Job 1:
In the article on the economics panel about the stimulus plan, who moderated the discussion?
Job 2:
Please carry the article on the economics panel about the stimulus plan forward from its last sentence.

Economic Panel Critiques New Stimulus Plan

February 20, 2009 12:00 am0 comments
Nikhita Parandekar

With the Obama administration’s new economic stimulus plan released last week, the panel “Advice for President Obama — An Economics Panel Discussion” held yesterday in Call auditorium was very well attended by members of the Cornell community and residents of Ithaca.
The discussion was sponsored by the Institute for the Advancement of Economics at Cornell and was moderated by Prof. Francine Blau, labor economics. According to Prof. Michael Waldman, economics, director of the IAEC, it is part of a series of discussions that the IAEC is hoping to conduct to draw attention to economics at Cornell.
“The panel is a way of highlighting and educating people in the campus about the important issues occurring in the economy at the moment,” Waldman said. The four panelists, Prof. Sean Nicholson, policy analysis and management, Prof. Maureen O’Hara, finance, rof. Eswar Prasad, applied economics and management and prof. Karl Shell, economics, each presented their views, after which there was an open discussion.
Members of the audience had a wide variety of reasons for attending the talk. Ithaca resident Anita Watkins said, “I think solving this economic problem is very complex and I don’t really understand what the possibilities are, so I want to get some more information.”
Others had much more specific purposes, such as Dax Chow grad, who said, “I’m hoping there’s going to be more of an international perspective than what we’ve been hearing from the rest of the things that have been happening on campus.”

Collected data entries
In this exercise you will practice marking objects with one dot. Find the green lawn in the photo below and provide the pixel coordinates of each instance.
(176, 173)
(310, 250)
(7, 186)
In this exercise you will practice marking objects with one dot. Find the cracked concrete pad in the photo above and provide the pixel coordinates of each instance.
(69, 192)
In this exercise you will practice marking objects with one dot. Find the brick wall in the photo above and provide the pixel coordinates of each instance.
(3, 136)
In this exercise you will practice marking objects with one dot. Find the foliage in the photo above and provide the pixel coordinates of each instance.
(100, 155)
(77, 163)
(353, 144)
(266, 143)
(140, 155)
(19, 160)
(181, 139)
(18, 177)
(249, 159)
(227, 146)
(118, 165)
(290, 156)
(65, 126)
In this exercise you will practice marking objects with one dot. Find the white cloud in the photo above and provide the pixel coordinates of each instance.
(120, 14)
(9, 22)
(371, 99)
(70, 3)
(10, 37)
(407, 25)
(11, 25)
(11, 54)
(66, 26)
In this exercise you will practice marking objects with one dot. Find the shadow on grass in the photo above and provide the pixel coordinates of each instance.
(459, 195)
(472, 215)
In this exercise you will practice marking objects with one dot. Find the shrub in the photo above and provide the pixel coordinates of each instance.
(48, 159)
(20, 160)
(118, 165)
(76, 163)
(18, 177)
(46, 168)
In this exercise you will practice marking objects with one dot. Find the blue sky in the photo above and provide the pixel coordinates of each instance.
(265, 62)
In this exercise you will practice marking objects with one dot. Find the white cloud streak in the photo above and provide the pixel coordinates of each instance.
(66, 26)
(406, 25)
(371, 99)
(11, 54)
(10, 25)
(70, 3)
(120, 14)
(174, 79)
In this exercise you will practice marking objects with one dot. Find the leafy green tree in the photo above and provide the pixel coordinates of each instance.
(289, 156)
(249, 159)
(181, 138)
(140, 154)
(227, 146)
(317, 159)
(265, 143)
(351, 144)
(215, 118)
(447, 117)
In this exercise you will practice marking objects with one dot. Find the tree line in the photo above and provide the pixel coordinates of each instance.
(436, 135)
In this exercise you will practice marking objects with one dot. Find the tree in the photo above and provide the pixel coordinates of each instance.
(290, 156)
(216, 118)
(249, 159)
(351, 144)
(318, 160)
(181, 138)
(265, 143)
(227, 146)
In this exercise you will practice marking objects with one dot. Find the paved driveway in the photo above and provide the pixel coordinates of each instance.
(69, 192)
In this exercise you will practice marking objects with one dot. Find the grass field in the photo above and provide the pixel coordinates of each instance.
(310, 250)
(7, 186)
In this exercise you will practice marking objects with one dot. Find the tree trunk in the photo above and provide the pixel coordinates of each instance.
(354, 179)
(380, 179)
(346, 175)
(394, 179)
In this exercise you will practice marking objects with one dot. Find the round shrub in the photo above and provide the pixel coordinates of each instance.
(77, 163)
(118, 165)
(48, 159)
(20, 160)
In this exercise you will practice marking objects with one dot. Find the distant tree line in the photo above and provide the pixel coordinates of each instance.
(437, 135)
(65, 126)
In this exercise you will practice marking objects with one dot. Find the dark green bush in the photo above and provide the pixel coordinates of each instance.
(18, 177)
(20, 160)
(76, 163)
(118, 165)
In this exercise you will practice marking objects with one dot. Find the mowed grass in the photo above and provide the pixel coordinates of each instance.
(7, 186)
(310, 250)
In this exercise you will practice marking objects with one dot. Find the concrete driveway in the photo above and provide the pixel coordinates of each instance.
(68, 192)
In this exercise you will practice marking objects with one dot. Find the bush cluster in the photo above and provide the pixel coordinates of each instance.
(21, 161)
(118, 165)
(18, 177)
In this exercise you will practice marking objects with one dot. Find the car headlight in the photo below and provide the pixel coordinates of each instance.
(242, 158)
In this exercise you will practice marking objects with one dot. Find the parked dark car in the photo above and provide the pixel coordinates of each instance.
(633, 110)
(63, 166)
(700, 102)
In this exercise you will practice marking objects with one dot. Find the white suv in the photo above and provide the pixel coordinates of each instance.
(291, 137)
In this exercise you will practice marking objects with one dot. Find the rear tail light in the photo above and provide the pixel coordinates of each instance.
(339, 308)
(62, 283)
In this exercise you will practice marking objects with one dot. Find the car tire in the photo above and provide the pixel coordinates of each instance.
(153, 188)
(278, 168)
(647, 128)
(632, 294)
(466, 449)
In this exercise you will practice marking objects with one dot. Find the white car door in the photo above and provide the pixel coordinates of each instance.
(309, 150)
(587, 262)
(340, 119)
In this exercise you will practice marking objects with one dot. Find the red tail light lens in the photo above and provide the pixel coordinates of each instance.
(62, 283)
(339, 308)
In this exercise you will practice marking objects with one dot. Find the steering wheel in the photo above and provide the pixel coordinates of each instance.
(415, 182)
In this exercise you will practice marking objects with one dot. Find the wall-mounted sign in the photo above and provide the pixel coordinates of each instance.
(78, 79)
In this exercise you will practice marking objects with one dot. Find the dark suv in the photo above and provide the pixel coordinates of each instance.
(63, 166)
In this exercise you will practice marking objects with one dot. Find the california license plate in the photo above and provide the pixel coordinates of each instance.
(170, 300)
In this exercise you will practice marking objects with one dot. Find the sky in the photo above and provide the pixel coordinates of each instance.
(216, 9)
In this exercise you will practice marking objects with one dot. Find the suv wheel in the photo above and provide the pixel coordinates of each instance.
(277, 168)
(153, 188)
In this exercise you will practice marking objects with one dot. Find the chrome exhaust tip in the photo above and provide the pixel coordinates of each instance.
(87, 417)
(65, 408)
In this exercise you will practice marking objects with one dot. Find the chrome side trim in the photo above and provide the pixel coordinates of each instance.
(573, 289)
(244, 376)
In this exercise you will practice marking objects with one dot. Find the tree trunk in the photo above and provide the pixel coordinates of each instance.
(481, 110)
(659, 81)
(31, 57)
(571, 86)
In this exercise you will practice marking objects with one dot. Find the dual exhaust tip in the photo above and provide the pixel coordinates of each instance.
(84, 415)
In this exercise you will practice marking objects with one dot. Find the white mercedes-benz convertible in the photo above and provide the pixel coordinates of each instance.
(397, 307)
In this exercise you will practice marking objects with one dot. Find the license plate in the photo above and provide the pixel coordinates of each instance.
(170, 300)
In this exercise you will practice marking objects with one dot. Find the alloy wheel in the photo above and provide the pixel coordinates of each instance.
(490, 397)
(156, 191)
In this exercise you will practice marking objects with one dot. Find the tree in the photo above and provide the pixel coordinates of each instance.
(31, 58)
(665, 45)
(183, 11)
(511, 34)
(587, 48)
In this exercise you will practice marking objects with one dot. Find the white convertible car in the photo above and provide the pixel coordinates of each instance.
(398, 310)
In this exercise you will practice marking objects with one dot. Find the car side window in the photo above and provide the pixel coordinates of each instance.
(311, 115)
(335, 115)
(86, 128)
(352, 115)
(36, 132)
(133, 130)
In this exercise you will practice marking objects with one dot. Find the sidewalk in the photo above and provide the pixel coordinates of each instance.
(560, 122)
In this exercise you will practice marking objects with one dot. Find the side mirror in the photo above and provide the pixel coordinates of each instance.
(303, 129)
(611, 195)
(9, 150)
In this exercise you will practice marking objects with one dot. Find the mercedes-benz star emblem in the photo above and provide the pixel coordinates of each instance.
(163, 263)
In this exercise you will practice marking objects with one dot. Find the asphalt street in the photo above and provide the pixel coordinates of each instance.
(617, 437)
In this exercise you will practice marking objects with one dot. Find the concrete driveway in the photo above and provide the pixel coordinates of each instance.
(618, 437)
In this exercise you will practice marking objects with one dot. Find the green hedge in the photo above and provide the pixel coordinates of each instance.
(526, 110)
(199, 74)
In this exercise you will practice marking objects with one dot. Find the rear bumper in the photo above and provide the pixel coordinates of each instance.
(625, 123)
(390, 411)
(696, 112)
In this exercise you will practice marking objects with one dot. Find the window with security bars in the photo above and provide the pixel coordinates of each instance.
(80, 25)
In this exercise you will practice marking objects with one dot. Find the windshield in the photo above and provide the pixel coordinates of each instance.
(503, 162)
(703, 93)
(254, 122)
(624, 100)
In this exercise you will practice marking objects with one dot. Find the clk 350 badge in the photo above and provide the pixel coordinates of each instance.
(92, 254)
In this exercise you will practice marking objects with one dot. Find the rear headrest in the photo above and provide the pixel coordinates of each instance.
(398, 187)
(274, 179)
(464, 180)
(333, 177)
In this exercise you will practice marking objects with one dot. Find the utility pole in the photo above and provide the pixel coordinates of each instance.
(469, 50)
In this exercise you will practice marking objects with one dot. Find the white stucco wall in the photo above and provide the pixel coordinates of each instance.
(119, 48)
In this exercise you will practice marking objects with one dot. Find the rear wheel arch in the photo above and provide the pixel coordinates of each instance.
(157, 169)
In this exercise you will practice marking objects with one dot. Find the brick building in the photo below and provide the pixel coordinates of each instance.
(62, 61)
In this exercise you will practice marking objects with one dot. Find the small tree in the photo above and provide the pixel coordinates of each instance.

Reply 1:
Prof. Francine Blau, labor economics, moderated the discussion.

Reply 2:
Prasad focused his discussion on the macroeconomic/international angle, and said that the Obama administration’s new plan stipulates that raw materials have to be sourced from the United States or a country with which the United States already has a bilateral trade agreement, leaving out countries such as China, India, Brazil and Russia. “The country that has been preaching free trade is going out and doing something that’s explicitly protectionist,” Prasad said. “Thinking about this as a cooperative venture is the way to go; thinking about how tightly the world’s economies are bound together, either we’ll sink or swim together.”
Others came to the talk specifically because they were interested in learning more about the future of finance, such as Suleman Iddrisso ’10, who said, “I’m going into finance so I wanted to know how the stimulus plan would affect my future with a finance career.”
Shell focused on the financial sector, which he believed should be the first priority to restore. However, he said that it is also the most difficult and uncertain. The stimulus, on the other hand, is not as important but is easier to implement. Shell said that he felt the administration’s package, while useful politics, is short on stimulus.
Blau mentioned that one of the purposes of the panel was to educate the audience on the issues and policy solutions, and to this end, the speakers all detailed various aspects of the current economic climate and the Obama administration’s plan to cope with it. O’Hara discussed the banking system, for which the administration currently hopes to set up a public-private partnership to help bail out the banks. “I would prefer to see the government set up a fund to buy the assets. I see little hope that private investors can deal with the problem any better than the Federal Deposit Insurance Cooperation could,” O’Hara said. “I also don’t think we have a political will to shut the banks down.”
Most of the speakers spoke of the stimulus plan in broad terms, but some members of the audience would have preferred to hear more direct advice and information on the impacts of the administration’s plan. Dan Jerke ’09 said, “I would have liked to hear more debate on whether the economists thought the stimulus was going to be effective or not. They talked a lot about the state of the country and the state of the world.”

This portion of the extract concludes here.